DIRECTION => Can you arrange every line of the records below as a Markdown table with the columns "Row" and "Line", giving each line a row number, skipping blank lines and leaving the pictures out?

Location identification records:

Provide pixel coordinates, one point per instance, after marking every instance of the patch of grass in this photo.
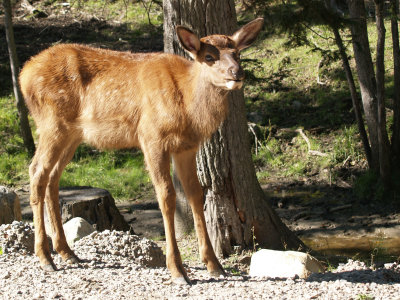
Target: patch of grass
(13, 158)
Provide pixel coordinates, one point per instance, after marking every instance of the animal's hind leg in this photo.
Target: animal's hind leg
(51, 143)
(53, 205)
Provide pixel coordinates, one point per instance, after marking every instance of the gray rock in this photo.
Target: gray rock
(10, 208)
(17, 237)
(95, 205)
(75, 229)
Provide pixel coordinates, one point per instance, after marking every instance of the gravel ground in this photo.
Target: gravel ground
(116, 266)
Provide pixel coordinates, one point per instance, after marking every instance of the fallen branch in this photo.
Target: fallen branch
(256, 141)
(342, 207)
(311, 152)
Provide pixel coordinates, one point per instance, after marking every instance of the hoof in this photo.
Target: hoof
(72, 260)
(181, 281)
(49, 267)
(217, 273)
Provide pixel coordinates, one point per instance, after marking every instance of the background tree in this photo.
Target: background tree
(22, 110)
(236, 208)
(381, 153)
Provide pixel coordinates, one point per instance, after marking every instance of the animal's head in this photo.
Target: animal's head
(219, 55)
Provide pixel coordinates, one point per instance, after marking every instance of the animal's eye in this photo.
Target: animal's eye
(208, 57)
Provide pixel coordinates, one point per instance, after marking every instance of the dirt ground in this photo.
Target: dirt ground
(328, 219)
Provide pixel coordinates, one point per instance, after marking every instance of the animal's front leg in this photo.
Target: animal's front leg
(185, 164)
(158, 163)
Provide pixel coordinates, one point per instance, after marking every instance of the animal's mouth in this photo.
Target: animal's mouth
(234, 84)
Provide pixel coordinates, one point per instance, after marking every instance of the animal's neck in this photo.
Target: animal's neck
(209, 105)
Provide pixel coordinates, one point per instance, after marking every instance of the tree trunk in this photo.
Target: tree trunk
(353, 93)
(366, 75)
(235, 205)
(396, 60)
(384, 147)
(22, 110)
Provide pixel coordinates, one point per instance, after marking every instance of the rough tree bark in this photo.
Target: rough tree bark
(235, 205)
(396, 60)
(353, 93)
(366, 75)
(384, 147)
(22, 110)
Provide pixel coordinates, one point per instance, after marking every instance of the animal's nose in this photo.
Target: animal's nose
(236, 73)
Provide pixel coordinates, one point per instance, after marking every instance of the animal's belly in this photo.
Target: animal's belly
(110, 135)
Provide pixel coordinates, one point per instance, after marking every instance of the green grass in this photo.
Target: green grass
(281, 87)
(120, 172)
(13, 157)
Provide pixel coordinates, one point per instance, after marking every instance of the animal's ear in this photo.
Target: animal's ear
(246, 35)
(188, 40)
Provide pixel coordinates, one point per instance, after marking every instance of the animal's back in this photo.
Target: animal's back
(102, 93)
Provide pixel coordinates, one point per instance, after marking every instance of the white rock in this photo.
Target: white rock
(75, 229)
(283, 264)
(10, 208)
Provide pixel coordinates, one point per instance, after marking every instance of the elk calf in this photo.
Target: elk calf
(162, 103)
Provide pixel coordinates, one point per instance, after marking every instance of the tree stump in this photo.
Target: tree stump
(10, 208)
(95, 205)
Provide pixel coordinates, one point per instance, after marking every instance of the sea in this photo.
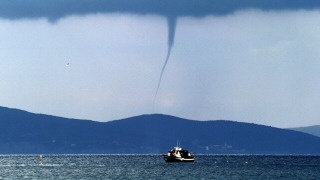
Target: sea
(220, 167)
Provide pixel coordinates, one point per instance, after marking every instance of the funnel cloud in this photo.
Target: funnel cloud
(172, 23)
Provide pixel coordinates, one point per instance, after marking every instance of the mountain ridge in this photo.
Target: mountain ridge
(22, 132)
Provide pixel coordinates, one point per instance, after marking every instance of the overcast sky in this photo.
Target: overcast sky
(251, 62)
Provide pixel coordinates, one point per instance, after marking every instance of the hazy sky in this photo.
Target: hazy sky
(251, 62)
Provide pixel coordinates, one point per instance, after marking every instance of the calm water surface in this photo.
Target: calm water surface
(154, 167)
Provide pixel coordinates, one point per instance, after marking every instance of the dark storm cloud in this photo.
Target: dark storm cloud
(55, 9)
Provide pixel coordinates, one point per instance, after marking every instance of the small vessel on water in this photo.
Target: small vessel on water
(178, 155)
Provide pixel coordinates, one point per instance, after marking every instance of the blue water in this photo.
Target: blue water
(154, 167)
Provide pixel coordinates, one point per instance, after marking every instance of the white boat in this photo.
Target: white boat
(178, 155)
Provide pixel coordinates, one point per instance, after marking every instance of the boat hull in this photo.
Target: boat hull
(177, 159)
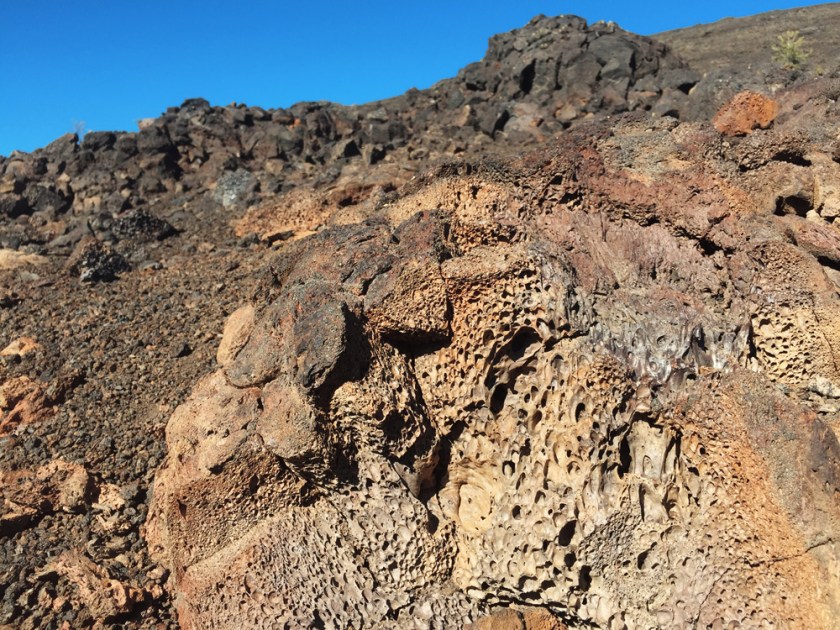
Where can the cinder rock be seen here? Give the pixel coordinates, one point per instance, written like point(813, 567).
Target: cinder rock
point(236, 333)
point(539, 368)
point(744, 113)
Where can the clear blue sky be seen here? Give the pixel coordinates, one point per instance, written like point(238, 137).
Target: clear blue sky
point(109, 63)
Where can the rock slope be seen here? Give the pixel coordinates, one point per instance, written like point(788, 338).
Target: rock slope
point(600, 380)
point(591, 386)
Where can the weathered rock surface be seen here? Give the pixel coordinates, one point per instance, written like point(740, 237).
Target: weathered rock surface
point(356, 447)
point(121, 188)
point(600, 380)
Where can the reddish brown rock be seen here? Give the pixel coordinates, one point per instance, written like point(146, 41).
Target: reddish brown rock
point(744, 113)
point(105, 597)
point(600, 380)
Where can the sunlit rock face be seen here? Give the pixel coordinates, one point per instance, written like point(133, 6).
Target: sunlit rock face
point(601, 380)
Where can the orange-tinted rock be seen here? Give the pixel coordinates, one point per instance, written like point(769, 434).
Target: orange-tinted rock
point(598, 381)
point(20, 347)
point(746, 112)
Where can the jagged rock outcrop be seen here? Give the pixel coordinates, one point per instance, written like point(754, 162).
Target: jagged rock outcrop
point(601, 380)
point(196, 163)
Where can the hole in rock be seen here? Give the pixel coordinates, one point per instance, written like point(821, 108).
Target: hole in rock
point(497, 400)
point(523, 341)
point(526, 77)
point(792, 205)
point(585, 578)
point(567, 532)
point(791, 158)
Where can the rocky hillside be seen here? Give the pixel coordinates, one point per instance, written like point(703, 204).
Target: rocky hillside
point(542, 346)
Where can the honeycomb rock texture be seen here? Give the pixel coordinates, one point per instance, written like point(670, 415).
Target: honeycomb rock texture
point(600, 382)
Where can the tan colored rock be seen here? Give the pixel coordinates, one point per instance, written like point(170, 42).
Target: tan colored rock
point(103, 596)
point(20, 347)
point(746, 112)
point(236, 333)
point(525, 618)
point(11, 259)
point(25, 401)
point(27, 495)
point(598, 382)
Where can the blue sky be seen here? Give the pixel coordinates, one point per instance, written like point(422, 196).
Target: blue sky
point(104, 64)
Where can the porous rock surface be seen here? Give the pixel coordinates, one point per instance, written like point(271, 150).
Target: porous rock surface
point(197, 163)
point(601, 380)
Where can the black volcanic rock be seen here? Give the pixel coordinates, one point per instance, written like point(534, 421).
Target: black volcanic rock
point(533, 82)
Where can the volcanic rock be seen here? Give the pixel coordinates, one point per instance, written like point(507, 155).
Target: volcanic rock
point(599, 380)
point(594, 386)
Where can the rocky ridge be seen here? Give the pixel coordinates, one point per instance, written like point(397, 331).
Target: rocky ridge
point(594, 386)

COMPLETED EXERCISE =>
| Row | Line |
|---|---|
| 1 | Provide pixel coordinates, one point per instance, after marking every instance of the patch of grass in this photo. |
| 2 | Target: patch of grass |
| 3 | (13, 158) |
| 4 | Provide pixel coordinates, one point per instance, after marking every instance of the animal's hind leg in this photo. |
| 5 | Target: animal's hind leg |
| 6 | (51, 143) |
| 7 | (53, 205) |
| 8 | Provide pixel coordinates, one point per instance, after marking every instance of the gray rock in this photo. |
| 9 | Target: gray rock |
| 10 | (10, 208) |
| 11 | (17, 237) |
| 12 | (95, 205) |
| 13 | (75, 229) |
| 14 | Provide pixel coordinates, one point per instance, after marking every instance of the gravel ground in this photo. |
| 15 | Target: gravel ground |
| 16 | (116, 266) |
| 17 | Provide pixel coordinates, one point per instance, after marking every instance of the fallen branch in this photo. |
| 18 | Target: fallen branch |
| 19 | (256, 141) |
| 20 | (342, 207) |
| 21 | (311, 152) |
| 22 | Provide pixel coordinates, one point per instance, after marking every instance of the hoof in this photo. |
| 23 | Target: hoof |
| 24 | (72, 260) |
| 25 | (181, 281) |
| 26 | (49, 267) |
| 27 | (217, 273) |
| 28 | Provide pixel coordinates, one point per instance, after marking every instance of the background tree in this photo. |
| 29 | Target: background tree |
| 30 | (22, 110) |
| 31 | (236, 208) |
| 32 | (381, 153) |
| 33 | Provide pixel coordinates, one point per instance, after marking every instance of the animal's head in this photo. |
| 34 | Target: animal's head |
| 35 | (219, 55) |
| 36 | Provide pixel coordinates, one point per instance, after marking every instance of the animal's eye in this photo. |
| 37 | Target: animal's eye |
| 38 | (208, 57) |
| 39 | Provide pixel coordinates, one point per instance, after marking every instance of the dirt ground in this photo. |
| 40 | Target: dirt ground |
| 41 | (328, 219) |
| 42 | Provide pixel coordinates, one point per instance, after marking every instance of the animal's front leg in this photo. |
| 43 | Target: animal's front leg |
| 44 | (185, 164) |
| 45 | (158, 163) |
| 46 | Provide pixel coordinates, one point per instance, after marking every instance of the animal's mouth in this photo. |
| 47 | Target: animal's mouth |
| 48 | (234, 84) |
| 49 | Provide pixel coordinates, one point per instance, after marking every instance of the animal's neck in this photo. |
| 50 | Target: animal's neck |
| 51 | (209, 105) |
| 52 | Provide pixel coordinates, one point per instance, after marking every instance of the tree trunk in this photo. |
| 53 | Target: tree trunk |
| 54 | (353, 93) |
| 55 | (366, 75) |
| 56 | (235, 205) |
| 57 | (396, 60) |
| 58 | (384, 147) |
| 59 | (22, 110) |
| 60 | Provide pixel coordinates, one point per instance, after marking every instance of the rough tree bark in this photo. |
| 61 | Target: rough tree bark |
| 62 | (235, 205) |
| 63 | (396, 60) |
| 64 | (353, 93) |
| 65 | (366, 75) |
| 66 | (384, 147) |
| 67 | (22, 110) |
| 68 | Provide pixel coordinates, one point per instance, after marking every instance of the animal's nose in this photo. |
| 69 | Target: animal's nose |
| 70 | (236, 73) |
| 71 | Provide pixel coordinates, one point per instance, after marking every instance of the animal's belly in this photo. |
| 72 | Target: animal's belly |
| 73 | (110, 135) |
| 74 | Provide pixel coordinates, one point per instance, after marking every instance of the green grass in this photo. |
| 75 | Target: green grass |
| 76 | (281, 87) |
| 77 | (120, 172) |
| 78 | (13, 157) |
| 79 | Provide pixel coordinates, one point per instance, after marking every instance of the animal's ear in this photo. |
| 80 | Target: animal's ear |
| 81 | (246, 35) |
| 82 | (188, 40) |
| 83 | Provide pixel coordinates, one point per instance, after marking every instance of the animal's back in this photo. |
| 84 | Target: animal's back |
| 85 | (102, 93) |
| 86 | Provide pixel coordinates, one point per instance, after marking every instance of the white rock in this photo. |
| 87 | Target: white rock |
| 88 | (75, 229) |
| 89 | (283, 264) |
| 90 | (10, 208) |
| 91 | Provide pixel coordinates, one point per instance, after marking every instance of the elk calf in this photo. |
| 92 | Target: elk calf |
| 93 | (162, 103) |
| 94 | Provide pixel coordinates, one point per instance, after marking every instance of the tree stump in this photo. |
| 95 | Target: tree stump |
| 96 | (10, 208) |
| 97 | (95, 205) |
| 98 | Provide pixel coordinates, one point per instance, after marking every instance of the sea in this photo. |
| 99 | Target: sea |
| 100 | (220, 167) |
| 101 | Provide pixel coordinates, one point per instance, after marking every instance of the funnel cloud in this photo. |
| 102 | Target: funnel cloud |
| 103 | (172, 23) |
| 104 | Provide pixel coordinates, one point per instance, after marking every instance of the mountain ridge in this photo. |
| 105 | Target: mountain ridge |
| 106 | (22, 132) |
| 107 | Provide pixel coordinates, one point per instance, after marking every instance of the overcast sky in this photo. |
| 108 | Target: overcast sky |
| 109 | (251, 62) |
| 110 | Provide pixel coordinates, one point per instance, after marking every instance of the hazy sky in this photo. |
| 111 | Target: hazy sky |
| 112 | (251, 62) |
| 113 | Provide pixel coordinates, one point per instance, after marking every instance of the calm water surface in this photo. |
| 114 | Target: calm water surface |
| 115 | (154, 167) |
| 116 | Provide pixel coordinates, one point per instance, after marking every instance of the dark storm cloud in this photo. |
| 117 | Target: dark storm cloud |
| 118 | (55, 9) |
| 119 | Provide pixel coordinates, one point per instance, after marking every instance of the small vessel on water in this photo. |
| 120 | Target: small vessel on water |
| 121 | (178, 155) |
| 122 | Provide pixel coordinates, one point per instance, after marking every instance of the blue water in this photo. |
| 123 | Target: blue water |
| 124 | (154, 167) |
| 125 | Provide pixel coordinates, one point per instance, after marking every instance of the white boat in this photo. |
| 126 | Target: white boat |
| 127 | (178, 155) |
| 128 | Provide pixel coordinates, one point per instance, after marking every instance of the boat hull in this photo. |
| 129 | Target: boat hull |
| 130 | (177, 159) |
| 131 | Where can the cinder rock be seen here? Give the pixel coordinates, one point per instance, written like point(813, 567). |
| 132 | Target: cinder rock |
| 133 | point(236, 333) |
| 134 | point(539, 368) |
| 135 | point(744, 113) |
| 136 | Where can the clear blue sky be seen here? Give the pixel coordinates, one point per instance, written like point(238, 137). |
| 137 | Target: clear blue sky |
| 138 | point(109, 63) |
| 139 | Where can the rock slope be seen here? Give the pixel coordinates, one point per instance, written like point(788, 338). |
| 140 | Target: rock slope |
| 141 | point(600, 380) |
| 142 | point(591, 386) |
| 143 | Where can the weathered rock surface be seen here? Give the pixel coordinates, one point per instance, written like point(740, 237). |
| 144 | Target: weathered rock surface |
| 145 | point(356, 447) |
| 146 | point(121, 188) |
| 147 | point(600, 380) |
| 148 | Where can the reddish brown rock be seen here? Give the pixel coordinates, one point per instance, written like point(146, 41). |
| 149 | Target: reddish brown rock |
| 150 | point(744, 113) |
| 151 | point(105, 597) |
| 152 | point(600, 380) |
| 153 | Where can the sunlit rock face be seen here? Give the pixel coordinates, one point per instance, written like point(133, 6). |
| 154 | Target: sunlit rock face |
| 155 | point(601, 380) |
| 156 | Where can the orange-tinted rock be seen here? Give the pixel coordinates, one point per instance, written like point(769, 434). |
| 157 | Target: orange-tinted rock |
| 158 | point(598, 381) |
| 159 | point(20, 347) |
| 160 | point(746, 112) |
| 161 | Where can the jagged rock outcrop be seen here? Give the pixel coordinates, one point per instance, written like point(754, 162). |
| 162 | Target: jagged rock outcrop |
| 163 | point(601, 380) |
| 164 | point(196, 163) |
| 165 | Where can the hole in rock be seen here? Give the pixel coordinates, one point per instance, written like point(821, 108). |
| 166 | Target: hole in rock |
| 167 | point(497, 400) |
| 168 | point(523, 341) |
| 169 | point(526, 77) |
| 170 | point(792, 205) |
| 171 | point(585, 578) |
| 172 | point(567, 532) |
| 173 | point(791, 158) |
| 174 | Where can the rocky hillside be seen here? Give the pixel coordinates, one point per instance, written like point(703, 204). |
| 175 | Target: rocky hillside |
| 176 | point(542, 346) |
| 177 | Where can the honeycomb rock texture be seen here? Give the pixel coordinates, one point per instance, written like point(670, 415). |
| 178 | Target: honeycomb rock texture |
| 179 | point(600, 382) |
| 180 | Where can the tan colored rock be seen here? Give the pixel coordinates, one point per instance, written like point(170, 42). |
| 181 | Target: tan colored rock |
| 182 | point(103, 596) |
| 183 | point(20, 347) |
| 184 | point(746, 112) |
| 185 | point(236, 333) |
| 186 | point(525, 618) |
| 187 | point(11, 259) |
| 188 | point(25, 401) |
| 189 | point(27, 495) |
| 190 | point(598, 382) |
| 191 | Where can the blue sky be seen here? Give the pixel coordinates, one point per instance, written like point(422, 196). |
| 192 | Target: blue sky |
| 193 | point(104, 64) |
| 194 | Where can the porous rock surface be seen here? Give the pixel coordinates, one point per instance, written like point(271, 150). |
| 195 | Target: porous rock surface |
| 196 | point(197, 163) |
| 197 | point(601, 380) |
| 198 | Where can the black volcanic rock be seen here? Give the pixel coordinates, one point per instance, written like point(534, 421). |
| 199 | Target: black volcanic rock |
| 200 | point(533, 82) |
| 201 | Where can the volcanic rock be seen here? Give the pixel coordinates, one point per instance, written like point(507, 155). |
| 202 | Target: volcanic rock |
| 203 | point(599, 380) |
| 204 | point(594, 386) |
| 205 | Where can the rocky ridge be seen here? Give the pixel coordinates, one point per instance, written like point(397, 331). |
| 206 | Target: rocky ridge |
| 207 | point(594, 386) |